─── Source extract ───

Tuesday, August 26, 2014
TD and I had the most wonderful cat for seventeen years named Rose but recently we had to say good-bye and put her down. Oh, it is so hard and heartbreaking to lose a beloved pet.
We found Rose on a farm seventeen years ago in Fort Edwards, in upstate New York, near where my uncle Brian and his wife Susan live. Susan had spotted a sign for kittens at the farm and so we went down to investigate. It was a Fourth of July weekend and the farmer and his wife were not home. But we watched the passel of kittens roaming around the yard and we chose our favorite who was the most lively one. We returned later when the farmer and his wife were there and picked up the kitten and named her Rose.
Here is a picture of TD and Rose the year we got her -
She was wonderful company over the years, a sweet girl who enjoyed being with people. She would follow me from room to room like a shadow. She liked to sit in between us on the couch, and she got on the bed at night and slept next to me. Later we got a little cat named Bell, and they they were often together and touched each other when they slept.
Kidney problems and thyroid problems are common in older cats, and Rose developed some but we did not treat them really aggressively because we had been badly burned in the past by a terrible vet.
When our first cat Katie was twelve years old she had a thyroid issue and we took her to Dr. Ann Wayne Lucas at Washington Square Animal Hospital on E. 9th Street. For Katie she prescribed Tapazole which caused the cat to become anemic and after $5,000 of blood transfusions (at the Fifth Avenue Veterinary Specialist hospital on W. 15th Street which you should avoid at all costs), our cat Katie needlessly died. Dr. Ann Wayne Lucas was not familiar with this reaction to Tapazole, even though a simple Google search shows that it can be a problem. After Katie died, she sent us a condolence note which said it had been "a learning experience" for her.
We do not recommend Washington Square Animal Hospital or Dr. Ann Wayne Lucas.
We have a wonderful vet now - Dr. Maureen Hurson at City Vet Care on West 72nd Street who is fantastic and we recommend her highly.
We had old Rose checked up regularly and she was doing ok but one day a couple weeks ago she started to fail. Without going into the myriad details, we were told that the problems were insurmountable and that it this point she would be very uncomfortable.

───

**Questions to answer:**
A. According to the post about Rose the cat, where was Rose found?
B. Carry on the post about Rose the cat, starting after its last sentence.
The listing is separate material with no connection to the post about Rose the cat.

─── Recorded information ───

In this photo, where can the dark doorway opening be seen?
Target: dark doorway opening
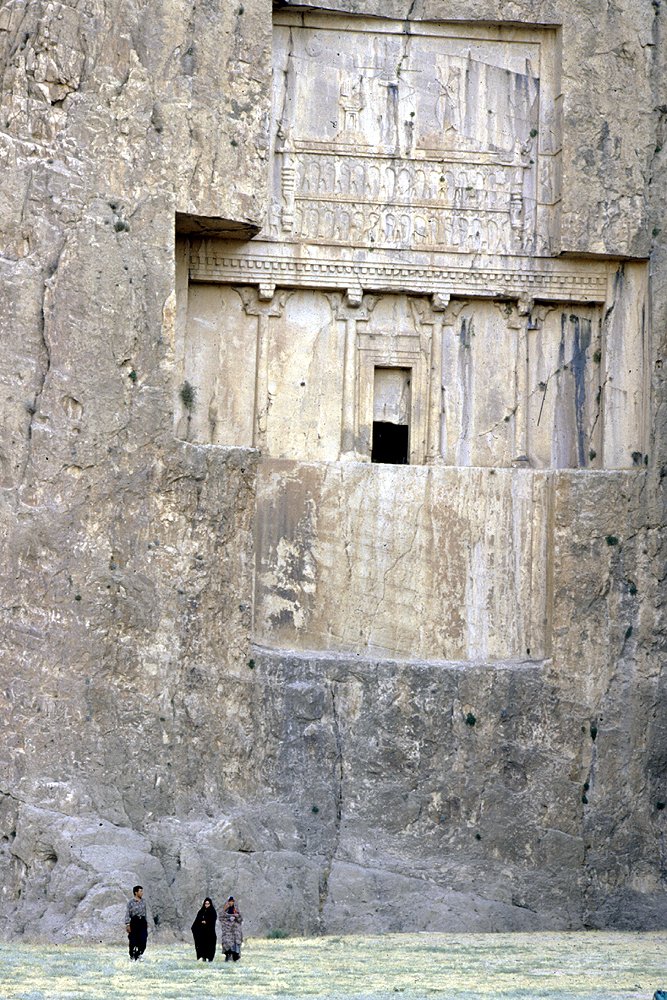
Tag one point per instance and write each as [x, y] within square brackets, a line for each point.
[390, 443]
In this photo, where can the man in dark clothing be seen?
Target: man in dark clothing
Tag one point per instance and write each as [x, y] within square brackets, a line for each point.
[136, 924]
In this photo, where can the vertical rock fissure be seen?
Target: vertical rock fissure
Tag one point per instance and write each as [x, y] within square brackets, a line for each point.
[338, 788]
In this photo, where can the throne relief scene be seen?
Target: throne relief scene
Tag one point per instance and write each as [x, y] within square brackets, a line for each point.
[404, 344]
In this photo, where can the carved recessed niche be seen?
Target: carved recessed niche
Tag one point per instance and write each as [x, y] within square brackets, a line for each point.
[413, 225]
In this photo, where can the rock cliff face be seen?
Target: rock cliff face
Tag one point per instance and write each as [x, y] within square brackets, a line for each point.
[356, 696]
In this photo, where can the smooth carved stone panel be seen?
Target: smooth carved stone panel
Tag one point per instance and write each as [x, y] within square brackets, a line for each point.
[441, 138]
[300, 376]
[423, 563]
[522, 390]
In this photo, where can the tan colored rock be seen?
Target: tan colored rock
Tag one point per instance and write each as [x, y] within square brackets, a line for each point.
[240, 656]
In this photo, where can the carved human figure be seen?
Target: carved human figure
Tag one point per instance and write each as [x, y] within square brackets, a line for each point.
[450, 103]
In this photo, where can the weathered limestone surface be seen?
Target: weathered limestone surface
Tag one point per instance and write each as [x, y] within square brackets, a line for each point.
[156, 726]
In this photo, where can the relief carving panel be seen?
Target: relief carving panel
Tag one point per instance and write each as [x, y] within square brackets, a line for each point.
[427, 140]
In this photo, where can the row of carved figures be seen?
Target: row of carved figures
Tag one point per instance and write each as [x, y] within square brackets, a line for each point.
[443, 230]
[386, 182]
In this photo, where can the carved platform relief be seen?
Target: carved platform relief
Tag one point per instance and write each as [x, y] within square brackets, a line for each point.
[419, 141]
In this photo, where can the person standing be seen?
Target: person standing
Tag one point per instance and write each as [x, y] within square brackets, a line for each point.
[203, 931]
[136, 924]
[231, 931]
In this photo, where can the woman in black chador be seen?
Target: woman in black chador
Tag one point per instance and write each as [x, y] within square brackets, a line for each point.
[203, 931]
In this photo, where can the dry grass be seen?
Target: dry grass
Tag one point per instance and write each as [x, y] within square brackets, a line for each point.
[591, 966]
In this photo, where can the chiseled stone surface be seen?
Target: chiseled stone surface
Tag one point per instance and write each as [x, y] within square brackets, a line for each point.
[146, 738]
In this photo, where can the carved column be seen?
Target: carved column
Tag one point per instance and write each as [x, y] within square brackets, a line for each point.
[450, 408]
[439, 305]
[353, 309]
[258, 302]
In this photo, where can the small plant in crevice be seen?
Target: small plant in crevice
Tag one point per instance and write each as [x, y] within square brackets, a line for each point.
[188, 395]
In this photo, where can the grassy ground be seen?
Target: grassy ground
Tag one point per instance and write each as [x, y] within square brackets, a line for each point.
[590, 966]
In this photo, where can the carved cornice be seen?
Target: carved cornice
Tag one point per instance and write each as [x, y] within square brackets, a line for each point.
[443, 276]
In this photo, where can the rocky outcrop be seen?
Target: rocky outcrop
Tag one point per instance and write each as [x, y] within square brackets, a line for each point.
[154, 727]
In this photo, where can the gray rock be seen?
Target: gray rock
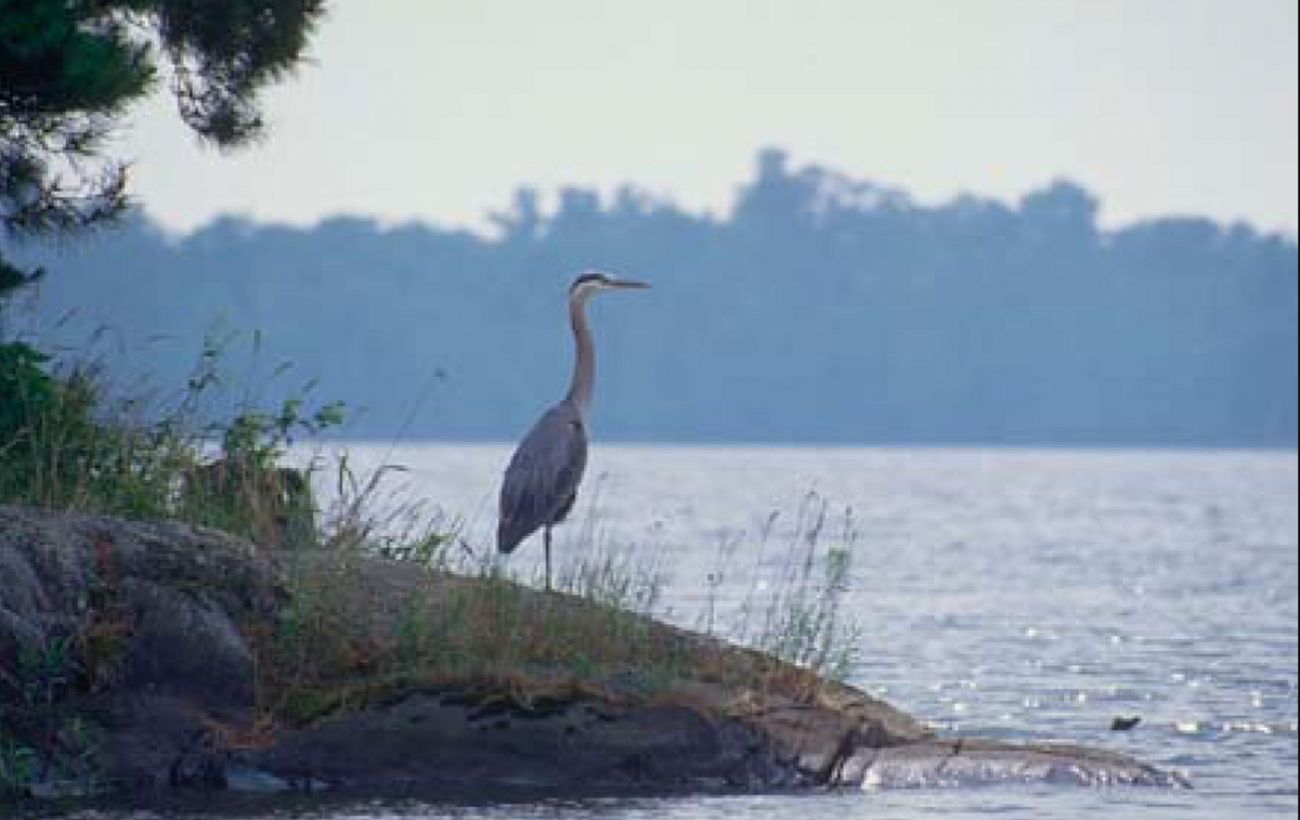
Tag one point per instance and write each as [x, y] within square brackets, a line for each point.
[157, 608]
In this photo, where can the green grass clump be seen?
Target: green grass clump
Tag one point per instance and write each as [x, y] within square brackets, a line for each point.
[68, 443]
[384, 598]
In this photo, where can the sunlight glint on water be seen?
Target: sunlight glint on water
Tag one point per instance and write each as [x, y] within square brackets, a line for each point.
[1014, 594]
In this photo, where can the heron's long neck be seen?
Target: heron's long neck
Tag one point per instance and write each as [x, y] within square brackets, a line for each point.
[584, 361]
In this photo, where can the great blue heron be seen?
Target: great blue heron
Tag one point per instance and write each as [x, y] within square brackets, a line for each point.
[541, 481]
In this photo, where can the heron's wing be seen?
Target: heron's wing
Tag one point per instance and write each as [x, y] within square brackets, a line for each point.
[542, 476]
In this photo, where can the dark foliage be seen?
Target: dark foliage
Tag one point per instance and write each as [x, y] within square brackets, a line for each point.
[823, 308]
[70, 68]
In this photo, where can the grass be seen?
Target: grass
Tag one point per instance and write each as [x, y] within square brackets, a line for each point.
[382, 597]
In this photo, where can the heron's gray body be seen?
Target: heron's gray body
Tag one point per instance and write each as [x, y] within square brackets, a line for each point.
[544, 474]
[542, 478]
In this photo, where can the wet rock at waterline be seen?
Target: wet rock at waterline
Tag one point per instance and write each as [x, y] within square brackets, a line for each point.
[142, 636]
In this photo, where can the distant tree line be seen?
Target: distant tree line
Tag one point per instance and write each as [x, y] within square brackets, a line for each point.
[822, 308]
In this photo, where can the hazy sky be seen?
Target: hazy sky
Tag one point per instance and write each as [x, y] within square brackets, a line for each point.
[436, 111]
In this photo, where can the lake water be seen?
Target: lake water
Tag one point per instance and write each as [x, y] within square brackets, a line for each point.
[1000, 593]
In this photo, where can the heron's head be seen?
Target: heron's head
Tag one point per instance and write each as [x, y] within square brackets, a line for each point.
[597, 282]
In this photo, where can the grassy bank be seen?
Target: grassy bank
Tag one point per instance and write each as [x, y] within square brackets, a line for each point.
[378, 598]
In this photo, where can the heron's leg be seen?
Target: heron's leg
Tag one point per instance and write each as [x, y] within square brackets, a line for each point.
[546, 541]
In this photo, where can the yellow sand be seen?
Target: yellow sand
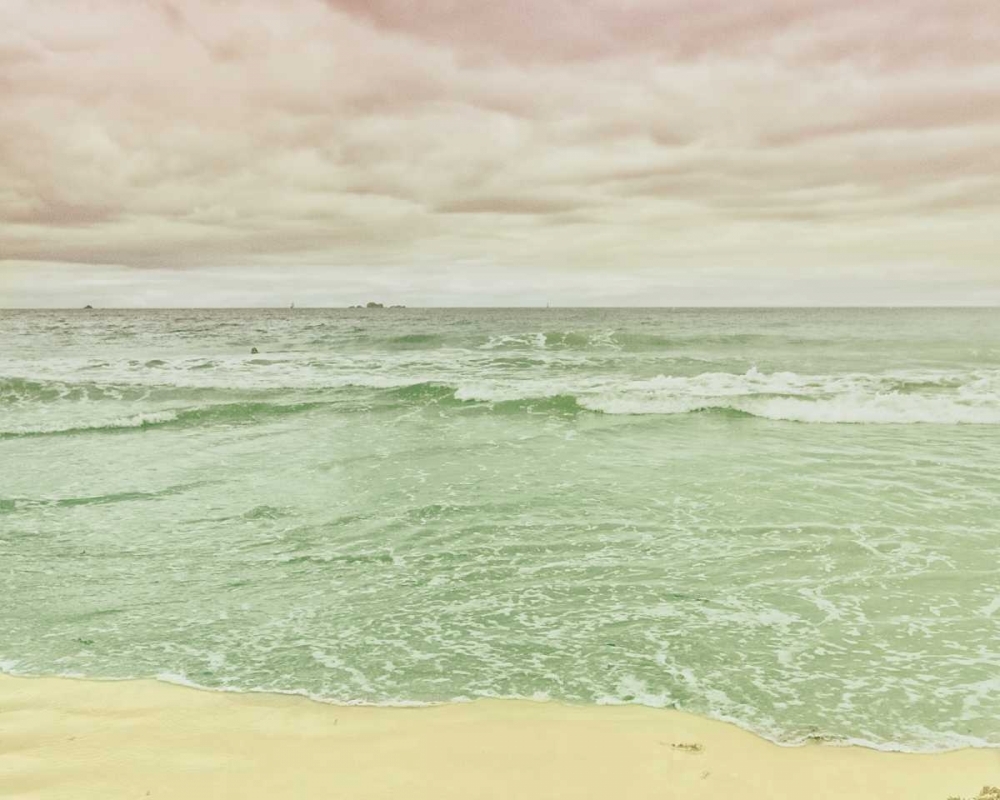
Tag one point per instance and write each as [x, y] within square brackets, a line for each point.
[74, 739]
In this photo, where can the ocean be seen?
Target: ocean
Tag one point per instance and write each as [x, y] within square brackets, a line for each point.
[789, 519]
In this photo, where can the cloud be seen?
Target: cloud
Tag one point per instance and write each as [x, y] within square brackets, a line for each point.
[679, 136]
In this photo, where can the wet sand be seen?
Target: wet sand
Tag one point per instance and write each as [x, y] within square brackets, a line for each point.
[65, 738]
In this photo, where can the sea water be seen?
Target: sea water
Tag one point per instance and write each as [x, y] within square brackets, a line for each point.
[785, 518]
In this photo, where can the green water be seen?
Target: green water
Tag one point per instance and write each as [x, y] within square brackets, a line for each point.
[784, 518]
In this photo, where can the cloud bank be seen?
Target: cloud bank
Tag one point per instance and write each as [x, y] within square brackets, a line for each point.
[470, 151]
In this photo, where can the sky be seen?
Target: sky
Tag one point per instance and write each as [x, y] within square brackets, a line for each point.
[499, 152]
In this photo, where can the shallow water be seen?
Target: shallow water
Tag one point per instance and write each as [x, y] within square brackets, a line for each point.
[784, 518]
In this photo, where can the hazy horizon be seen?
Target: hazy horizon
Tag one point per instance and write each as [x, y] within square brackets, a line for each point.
[669, 152]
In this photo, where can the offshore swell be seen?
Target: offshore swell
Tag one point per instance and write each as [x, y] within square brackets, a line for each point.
[783, 519]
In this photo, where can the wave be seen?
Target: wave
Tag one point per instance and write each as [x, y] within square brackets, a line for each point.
[893, 398]
[231, 413]
[857, 399]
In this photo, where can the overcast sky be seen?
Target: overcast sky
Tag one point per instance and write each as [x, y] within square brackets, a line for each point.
[499, 152]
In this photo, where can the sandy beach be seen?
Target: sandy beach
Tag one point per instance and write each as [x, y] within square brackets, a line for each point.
[63, 738]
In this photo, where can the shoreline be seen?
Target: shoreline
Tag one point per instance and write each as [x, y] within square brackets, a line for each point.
[82, 738]
[169, 679]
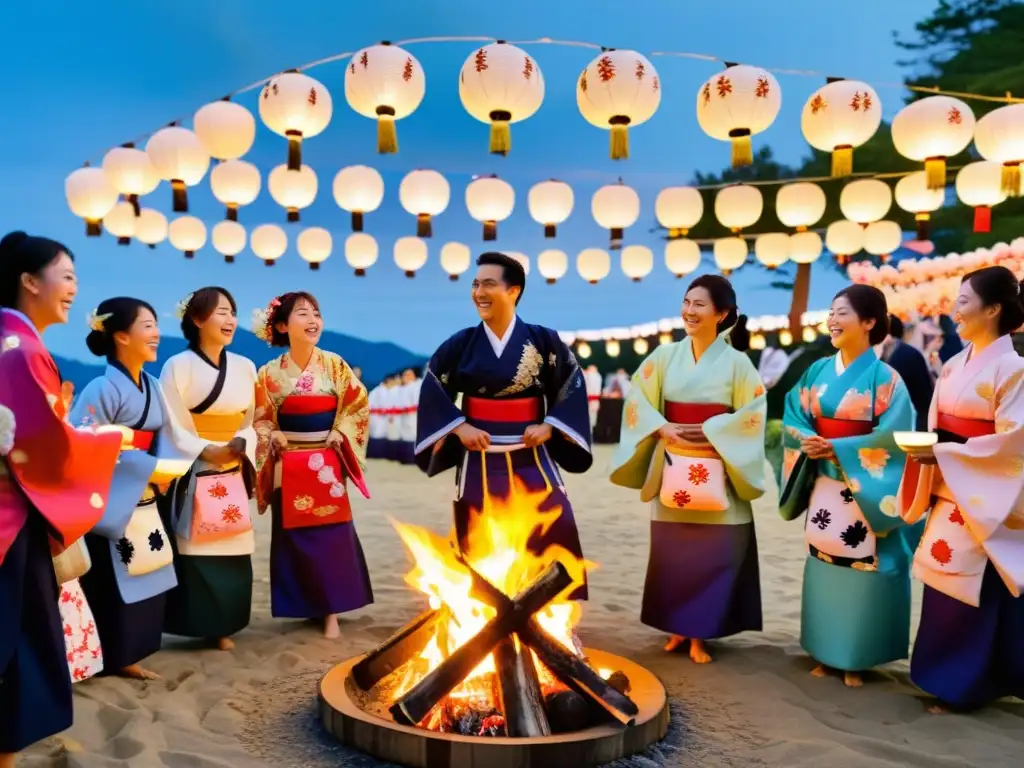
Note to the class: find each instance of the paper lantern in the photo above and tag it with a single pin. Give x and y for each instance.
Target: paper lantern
(617, 90)
(410, 255)
(679, 209)
(358, 189)
(593, 264)
(228, 239)
(360, 252)
(130, 172)
(226, 129)
(913, 196)
(931, 130)
(980, 185)
(998, 136)
(489, 200)
(614, 208)
(424, 194)
(314, 245)
(296, 107)
(772, 249)
(186, 233)
(840, 117)
(738, 206)
(385, 83)
(456, 258)
(865, 200)
(682, 256)
(552, 264)
(90, 196)
(293, 190)
(268, 242)
(800, 205)
(730, 254)
(737, 103)
(550, 204)
(235, 183)
(178, 157)
(501, 84)
(637, 262)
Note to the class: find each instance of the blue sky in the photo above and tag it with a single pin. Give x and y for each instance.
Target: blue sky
(83, 77)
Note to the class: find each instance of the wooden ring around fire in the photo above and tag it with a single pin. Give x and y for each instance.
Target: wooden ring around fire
(419, 748)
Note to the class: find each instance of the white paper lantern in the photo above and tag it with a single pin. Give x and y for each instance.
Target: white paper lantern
(178, 157)
(737, 103)
(293, 190)
(296, 107)
(501, 84)
(385, 83)
(738, 206)
(620, 89)
(268, 242)
(455, 258)
(550, 204)
(226, 129)
(235, 183)
(410, 255)
(424, 194)
(489, 200)
(358, 189)
(840, 117)
(228, 239)
(931, 130)
(679, 209)
(187, 233)
(552, 264)
(360, 252)
(593, 264)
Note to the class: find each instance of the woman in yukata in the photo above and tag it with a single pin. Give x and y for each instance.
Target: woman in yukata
(842, 466)
(312, 420)
(692, 442)
(969, 647)
(132, 562)
(54, 482)
(210, 392)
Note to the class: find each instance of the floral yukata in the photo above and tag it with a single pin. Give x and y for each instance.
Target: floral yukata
(856, 598)
(702, 578)
(970, 644)
(316, 563)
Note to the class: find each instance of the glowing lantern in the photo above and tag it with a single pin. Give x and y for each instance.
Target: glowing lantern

───

**Answers per task:**
A. On a farm in Fort Edwards, in upstate New York.

B.
TD on the last night with our Rose -
And so we decided to let her go so that she would not suffer further. It all happened very fast over one weekend in August and it was a shocking development. Afterwards, my heart actually hurt. We miss her terribly. Bell seems to be depressed without her and sometimes Bell cries out. Rose was a good companion for all of us.
That night after she was gone we got some roses for our old Rose -
Wednesday, July 30, 2014
Cynthia and Barb with yours truly, the official witness.
My sister Cynthia and her partner Barb from Colorado recently came to town for some jolly celebrations.
First up, they got married!
They came to New York City to tie the knot as same-sex marriage is not yet passed in Colorado. With all of their paper work done ahead of time, they were scheduled to get married at the City Clerk office one recent morning. I was honored that they asked me to be their witness.
That morning I put on a tie and a jacket and looked in the mirror and saw looking back at me my uncle Brian Mumford and my grandmother Florence Mumford. I was bringing the spirit of my mother with me.
I met Cynthia and Bart outside the City Clerk office early and we went in. The Marriage Bureau is a nice big municipal space with marble walls and high ceilings. Other couples were there too to get married. New York's wonderful spectrum was represented with straight and gay couples and all different races and creeds and ages and sizes and colors and mixed marriages. Everyone was in a happy, celebratory mood, and the people who worked there were very pleasant and helpful. I believe that New York is marketing itself as a wedding destination. It was a very fun experience.
First we got a numbered ticket and waited for the number to light up over a window, like at the Department of Motor Vehicles. We proceeded to the right window to sign papers and then we were directed to wait outside a chapel where a Justice of the Peace presided. There were couples ahead of us and behind us and everyone was taking pictures. Then we were ushered into a bright, cheerful, pink room where the short Justice of the Peace stood behind a tall podium and recited the vows.
We were in and out in less than an hour.
Afterwards we went to lunch. Cynthia said to me, "Thank you for coming and thank you for paving the way."
The next night Cynthia and Barb hosted a celebratory family dinner at a tapas restaurant in Chelsea called Tia Pol where we commandeered the back private room and enjoyed a never ending procession of delicious tapas and red wine -
The following evening my brother Thom and his family hosted a birthday party for Cynthia at their apartment (a big birthday for her).
Here we are, the four siblings - Thom, me, Cynthia, Eric - on Thom's deck -
followed by the Boehlert boys - my father, nephew Aaron and his father Thom, me, nephew Ben and his father Eric -
We enjoyed a wonderful dinner on the deck with the buildings of the Flatiron District rising around us -
It was a great weekend of happy events. Thanks to Cynthia for bringing the party to New York.
Since then I have been to two funerals. Enjoy the present moment the best you can.
Live and love.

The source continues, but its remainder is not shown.